In the records that follow, show each line where the word "below" is present.

• [RECORDS TO PROCESS]:
+++

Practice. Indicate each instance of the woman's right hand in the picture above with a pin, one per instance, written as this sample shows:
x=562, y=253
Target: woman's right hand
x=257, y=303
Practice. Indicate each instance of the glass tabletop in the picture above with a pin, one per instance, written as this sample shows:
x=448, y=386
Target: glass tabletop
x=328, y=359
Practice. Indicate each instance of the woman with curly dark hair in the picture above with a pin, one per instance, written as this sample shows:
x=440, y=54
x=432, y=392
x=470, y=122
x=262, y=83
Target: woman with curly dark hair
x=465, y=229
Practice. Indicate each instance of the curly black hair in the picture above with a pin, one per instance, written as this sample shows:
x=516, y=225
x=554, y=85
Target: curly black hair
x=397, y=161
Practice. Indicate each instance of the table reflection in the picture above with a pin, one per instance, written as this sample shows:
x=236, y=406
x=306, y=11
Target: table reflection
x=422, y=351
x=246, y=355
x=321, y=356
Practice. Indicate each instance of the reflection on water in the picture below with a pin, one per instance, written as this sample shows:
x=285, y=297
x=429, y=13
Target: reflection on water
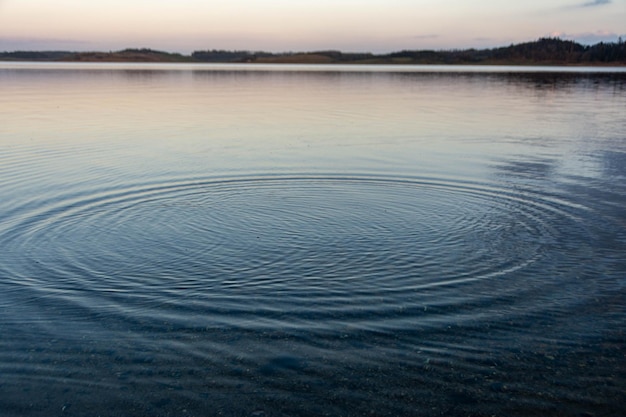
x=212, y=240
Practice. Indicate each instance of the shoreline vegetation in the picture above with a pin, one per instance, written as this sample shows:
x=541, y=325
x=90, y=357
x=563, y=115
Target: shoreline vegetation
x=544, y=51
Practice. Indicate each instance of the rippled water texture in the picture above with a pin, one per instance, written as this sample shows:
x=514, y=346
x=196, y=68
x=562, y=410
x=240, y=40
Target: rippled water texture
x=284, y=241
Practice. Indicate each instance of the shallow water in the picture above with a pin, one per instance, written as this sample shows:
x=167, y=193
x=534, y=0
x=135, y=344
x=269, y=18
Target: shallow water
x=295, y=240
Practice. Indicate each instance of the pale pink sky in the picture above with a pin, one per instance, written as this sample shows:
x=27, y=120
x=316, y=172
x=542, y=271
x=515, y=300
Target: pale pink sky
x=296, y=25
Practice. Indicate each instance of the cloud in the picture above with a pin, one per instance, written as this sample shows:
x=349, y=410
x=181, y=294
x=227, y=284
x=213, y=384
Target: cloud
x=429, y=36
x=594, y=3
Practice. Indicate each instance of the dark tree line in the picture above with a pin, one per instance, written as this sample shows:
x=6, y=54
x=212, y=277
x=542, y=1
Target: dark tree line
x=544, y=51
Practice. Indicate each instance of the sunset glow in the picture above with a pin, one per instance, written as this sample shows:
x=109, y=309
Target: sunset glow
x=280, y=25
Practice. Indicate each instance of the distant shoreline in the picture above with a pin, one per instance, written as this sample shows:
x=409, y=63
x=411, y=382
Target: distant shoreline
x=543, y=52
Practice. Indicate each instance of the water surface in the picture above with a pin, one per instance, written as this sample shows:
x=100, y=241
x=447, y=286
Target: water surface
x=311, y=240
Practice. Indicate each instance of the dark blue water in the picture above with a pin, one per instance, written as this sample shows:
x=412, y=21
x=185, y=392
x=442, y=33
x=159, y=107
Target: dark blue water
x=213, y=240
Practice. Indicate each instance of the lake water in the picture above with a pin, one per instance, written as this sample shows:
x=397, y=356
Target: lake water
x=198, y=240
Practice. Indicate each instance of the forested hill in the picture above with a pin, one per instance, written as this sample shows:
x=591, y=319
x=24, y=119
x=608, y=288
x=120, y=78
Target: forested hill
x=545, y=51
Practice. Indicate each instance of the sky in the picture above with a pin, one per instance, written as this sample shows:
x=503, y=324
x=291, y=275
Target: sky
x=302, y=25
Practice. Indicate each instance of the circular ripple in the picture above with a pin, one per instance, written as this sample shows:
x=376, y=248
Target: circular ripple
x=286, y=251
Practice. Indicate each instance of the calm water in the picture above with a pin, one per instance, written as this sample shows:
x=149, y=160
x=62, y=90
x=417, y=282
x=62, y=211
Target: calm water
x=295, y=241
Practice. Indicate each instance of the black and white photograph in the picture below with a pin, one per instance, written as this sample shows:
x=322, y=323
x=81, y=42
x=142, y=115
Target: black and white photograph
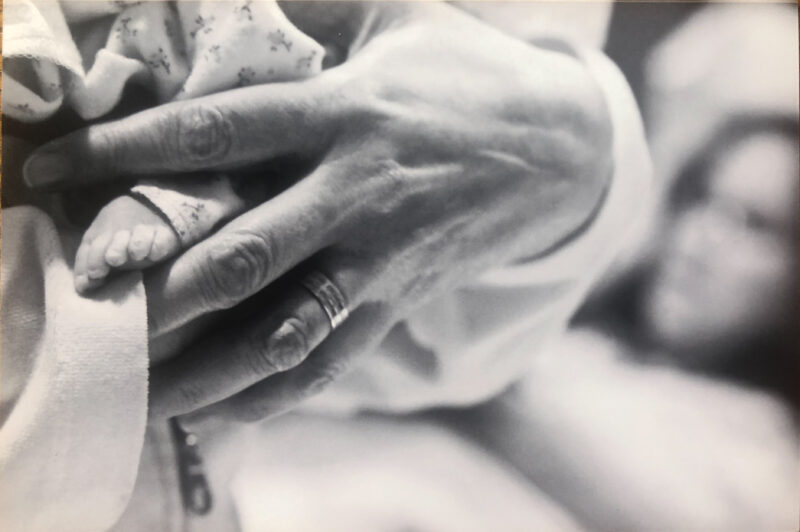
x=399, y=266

+++

• [EXERCISE RESULT]:
Practice. Indicate each instance of the reflection on water in the picture below with a pin, one per instance, written as this sample shows:
Practice. Indicate each instance of the black and white photograph in the picture below with a pin, one per instance, written as this sample shows:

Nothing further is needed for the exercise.